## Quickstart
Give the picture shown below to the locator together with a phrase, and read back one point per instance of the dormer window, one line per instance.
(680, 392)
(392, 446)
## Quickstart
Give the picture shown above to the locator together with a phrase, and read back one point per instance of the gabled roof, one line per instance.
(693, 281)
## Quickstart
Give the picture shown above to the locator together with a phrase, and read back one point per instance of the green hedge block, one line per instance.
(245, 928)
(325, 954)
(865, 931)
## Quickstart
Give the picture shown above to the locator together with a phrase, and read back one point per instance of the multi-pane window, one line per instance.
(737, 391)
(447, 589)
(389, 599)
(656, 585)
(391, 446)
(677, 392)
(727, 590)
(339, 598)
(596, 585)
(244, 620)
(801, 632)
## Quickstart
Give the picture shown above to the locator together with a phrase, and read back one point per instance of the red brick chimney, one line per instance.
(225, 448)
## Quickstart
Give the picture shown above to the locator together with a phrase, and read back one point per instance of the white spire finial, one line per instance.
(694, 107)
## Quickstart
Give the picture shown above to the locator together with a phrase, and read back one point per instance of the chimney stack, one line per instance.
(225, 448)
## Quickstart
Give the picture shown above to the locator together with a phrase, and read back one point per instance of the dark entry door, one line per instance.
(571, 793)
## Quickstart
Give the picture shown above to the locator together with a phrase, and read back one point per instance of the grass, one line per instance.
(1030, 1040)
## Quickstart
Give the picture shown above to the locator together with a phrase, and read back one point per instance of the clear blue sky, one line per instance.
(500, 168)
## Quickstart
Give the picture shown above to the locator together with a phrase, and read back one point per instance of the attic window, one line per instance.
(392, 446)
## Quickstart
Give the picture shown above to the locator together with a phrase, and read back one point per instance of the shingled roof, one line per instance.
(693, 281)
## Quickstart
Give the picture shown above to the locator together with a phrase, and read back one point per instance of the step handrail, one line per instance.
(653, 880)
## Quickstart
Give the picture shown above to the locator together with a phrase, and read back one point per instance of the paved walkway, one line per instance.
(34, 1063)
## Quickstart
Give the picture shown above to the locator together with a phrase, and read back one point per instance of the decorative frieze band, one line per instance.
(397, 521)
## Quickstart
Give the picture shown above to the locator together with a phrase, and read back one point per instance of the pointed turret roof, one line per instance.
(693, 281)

...

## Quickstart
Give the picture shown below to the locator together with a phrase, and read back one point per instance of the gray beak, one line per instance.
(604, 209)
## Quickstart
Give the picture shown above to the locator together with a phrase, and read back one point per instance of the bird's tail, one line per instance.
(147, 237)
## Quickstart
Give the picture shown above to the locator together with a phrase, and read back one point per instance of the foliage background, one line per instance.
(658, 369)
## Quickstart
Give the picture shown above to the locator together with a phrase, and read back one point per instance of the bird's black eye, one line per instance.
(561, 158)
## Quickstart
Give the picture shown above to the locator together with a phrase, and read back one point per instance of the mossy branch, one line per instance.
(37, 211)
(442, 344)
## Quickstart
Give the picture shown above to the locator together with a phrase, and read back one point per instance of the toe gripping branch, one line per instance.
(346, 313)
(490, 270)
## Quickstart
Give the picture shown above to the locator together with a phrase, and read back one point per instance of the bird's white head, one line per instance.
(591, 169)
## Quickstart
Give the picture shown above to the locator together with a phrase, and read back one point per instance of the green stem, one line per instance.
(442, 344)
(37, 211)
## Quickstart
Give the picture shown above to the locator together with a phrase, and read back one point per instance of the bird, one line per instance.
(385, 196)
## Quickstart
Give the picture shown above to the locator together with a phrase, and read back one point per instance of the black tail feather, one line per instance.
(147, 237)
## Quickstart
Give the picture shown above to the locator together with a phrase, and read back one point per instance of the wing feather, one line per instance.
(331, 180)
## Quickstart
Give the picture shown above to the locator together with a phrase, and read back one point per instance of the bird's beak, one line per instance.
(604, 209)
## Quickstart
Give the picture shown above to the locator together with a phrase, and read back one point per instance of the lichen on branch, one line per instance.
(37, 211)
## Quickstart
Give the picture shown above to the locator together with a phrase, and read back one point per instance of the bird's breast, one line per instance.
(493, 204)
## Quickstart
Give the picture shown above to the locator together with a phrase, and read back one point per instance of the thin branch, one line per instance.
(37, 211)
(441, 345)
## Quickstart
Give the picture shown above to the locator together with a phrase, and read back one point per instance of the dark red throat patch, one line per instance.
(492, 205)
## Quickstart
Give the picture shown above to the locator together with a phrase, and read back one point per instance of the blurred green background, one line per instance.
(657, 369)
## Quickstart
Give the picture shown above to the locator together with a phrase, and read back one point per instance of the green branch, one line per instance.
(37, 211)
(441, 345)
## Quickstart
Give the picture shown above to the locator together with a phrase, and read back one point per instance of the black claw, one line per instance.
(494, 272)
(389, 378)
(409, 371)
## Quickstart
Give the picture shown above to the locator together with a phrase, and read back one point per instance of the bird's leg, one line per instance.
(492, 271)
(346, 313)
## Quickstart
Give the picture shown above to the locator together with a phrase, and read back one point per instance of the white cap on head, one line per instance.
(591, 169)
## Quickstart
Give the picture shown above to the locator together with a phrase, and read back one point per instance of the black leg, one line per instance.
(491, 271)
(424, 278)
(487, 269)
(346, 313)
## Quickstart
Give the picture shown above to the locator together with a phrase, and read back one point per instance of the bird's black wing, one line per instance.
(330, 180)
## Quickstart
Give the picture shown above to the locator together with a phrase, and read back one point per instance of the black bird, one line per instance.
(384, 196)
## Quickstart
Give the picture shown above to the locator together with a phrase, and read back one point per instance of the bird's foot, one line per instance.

### TASK:
In the listing above, find the line with "wing, one line per instance." and the line with "foot, one line per instance."; output exactly those lines and all lines between them.

### OUTPUT FOR THIS EXERCISE:
Give the picture shown above to the locator together with a phrase, and read back one point per instance of the bird's black wing, one line per instance.
(330, 180)
## Quickstart
Give the picture shown above to the locator together with a phrase, and read back one point per instance of the black bird, one line per instance.
(384, 196)
## Quickstart
Give the picture shown above to the locator together with a phrase, and read back one point per instance of the bird's foot, one line per instance.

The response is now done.